**ТЕКСТ ДЛЯ ЧТЕНИЯ**
· · · ·

Посредством этих репрессивных институтов капитализм повел борьбу с унаследованным от Средневековья "естественным человеком", (прежде всего крестьянином), привыкшем жить в ритмах природы: живо воспринимать ее краски, звуки и запахи, претворять в своем труде детородные функции земли Геи. Вот его космоцентричную (а не социоцентричную) личность капитализм подверг безжалостной репрессии, поместил в механическое пространство работного дома – фабрики, подчинил механическому ритму, не имеющему ничего общего с проявлениями свободной спонтанности человеческого тела и духа.

Наряду с этой научной организацией труда, уподобляющей живого человека механическому автомату, тогда же зарождается и научная психиатрия, объявившая всех, не приспособившихся к новому буржуазному укладу, психически неполноценными и неадаптированными. Удручающий парадокс этих образцов "прикладного рационализма" состоит в том, что здесь не низшему техническим объектам – предписано адаптироваться к высшему, человеческому, а напротив: высшему предписано уподобляться низшему, живому – мертвой материи. Причем данный тип предписания получил значение сквозного архетипа всей буржуазной эпохи: и сегодня промышленная психология и социология своей основной проблемой считают адаптацию человека к технике, а экономическая теория – адаптацию его к механизмам рынка.

Впоследствии большевизм на новом витке воспроизвел эту борьбу промышленной техники и организации со стихийной витальностью традиционного человека – крестьянина. Школа Гулага, как и школа психушек – это школа укрощения стихийного человека, витальность которого с особой яркостью проявилась в России, с ее огромным пространством – колыбелью стихийной воли. В этом смысле тоталитарная дисциплинарность большевизма, ревнующая к проявлениям свободных стихий, – всего лишь рецидив исконной буржуазной ревности к свободе традиционного человека, еще не знающего оков промышленного образа жизни.

Не случайно геноцид большевизма, направленный против неприспособленных к промышленной дисциплине носителей стихийного витального начала (у большевиков оно обозначалось как крестьянская мелкобуржуазная стихия), и современный геноцид "младореформаторов", направленный против всех неприспособленных к рынку, объединяет общая презумпция: неживое совершеннее живого, машиноподобное – человекоподобного. Сегодня, обобщая критические наработки западной культуры,– от романтиков начала XIX века до постструктуралистов начала ХХI века – можно подойти к разгадке секрета капиталистической эксплуатации, над которой бился К. Маркс. Сравнивая формулу простого товарного производства: Т-Д-Т (товар-деньги-товар), как естественную, действующую на протяжении почти всей истории человечества, с формулой буржуазного производства Д-Т-Д, он заподозрил присутствие в последней какого-то утаиваемого содержания.

То, что я меняю свой товар на другой, потребный мне для моих нужд, выглядит естественным и не вызывает подозрений. Но какой мне смысл покупать товары не для удовлетворения собственных нужд, а для продажи? Если соответствующие процедуры в самом деле, как утверждает буржуазная теория, совершаются на основе эквивалентного обмена, то они становятся совершенно бессмысленными.

Остается предположить, что на самом деле они дают прибыль: "Д-Т-Д(". Это не может быть прибылью "от отчуждения", как полагали монетаристы старого толка, если речь идет о массовой практике: тогда бы капиталистическое богатство не росло в целом, а представляло бы игры с нулевой суммой – выигрыш одного буржуа покрывал проигрыш другого.

· · · ·

Записи коллекции
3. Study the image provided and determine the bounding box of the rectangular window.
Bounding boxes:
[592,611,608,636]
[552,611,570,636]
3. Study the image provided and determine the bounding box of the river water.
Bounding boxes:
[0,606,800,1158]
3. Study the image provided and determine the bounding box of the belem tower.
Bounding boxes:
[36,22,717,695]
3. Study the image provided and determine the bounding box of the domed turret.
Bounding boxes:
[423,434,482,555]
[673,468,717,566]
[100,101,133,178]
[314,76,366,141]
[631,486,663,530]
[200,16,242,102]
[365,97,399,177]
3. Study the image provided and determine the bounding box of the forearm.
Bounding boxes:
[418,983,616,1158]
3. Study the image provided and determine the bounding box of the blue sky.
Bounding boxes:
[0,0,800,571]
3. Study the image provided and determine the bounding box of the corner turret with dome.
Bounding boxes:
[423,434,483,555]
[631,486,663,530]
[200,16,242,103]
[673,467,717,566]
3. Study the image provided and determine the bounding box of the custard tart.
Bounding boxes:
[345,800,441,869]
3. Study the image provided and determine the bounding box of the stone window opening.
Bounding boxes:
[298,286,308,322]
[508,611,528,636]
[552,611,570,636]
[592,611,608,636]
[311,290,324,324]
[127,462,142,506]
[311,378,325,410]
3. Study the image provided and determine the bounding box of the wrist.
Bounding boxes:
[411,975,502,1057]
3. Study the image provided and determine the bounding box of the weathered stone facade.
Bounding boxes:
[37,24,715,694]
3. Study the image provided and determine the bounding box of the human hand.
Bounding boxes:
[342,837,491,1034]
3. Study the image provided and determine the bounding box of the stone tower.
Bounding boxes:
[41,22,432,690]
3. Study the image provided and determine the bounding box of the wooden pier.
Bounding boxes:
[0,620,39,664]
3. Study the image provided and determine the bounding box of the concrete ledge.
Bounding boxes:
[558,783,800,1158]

· · · ·

**СПИСОК ЗАДАНИЙ**
- a) Замените «буржуазная теория» на «экономическая теория» в отрывке текста о капитализме от «То, что я меняю» до «покрывал проигрыш другого.» включительно и приведите этот отрывок целиком.
- b) Какие науки и научные области упомянуты во втором абзаце текста о капитализме? Назовите все.

**ОТВЕТЫ**
- a)
То, что я меняю свой товар на другой, потребный мне для моих нужд, выглядит естественным и не вызывает подозрений. Но какой мне смысл покупать товары не для удовлетворения собственных нужд, а для продажи? Если соответствующие процедуры в самом деле, как утверждает экономическая теория, совершаются на основе эквивалентного обмена, то они становятся совершенно бессмысленными.

Остается предположить, что на самом деле они дают прибыль: "Д-Т-Д(". Это не может быть прибылью "от отчуждения", как полагали монетаристы старого толка, если речь идет о массовой практике: тогда бы капиталистическое богатство не росло в целом, а представляло бы игры с нулевой суммой – выигрыш одного буржуа покрывал проигрыш другого.

- b) Научная психиатрия, промышленная психология, социология, экономическая теория.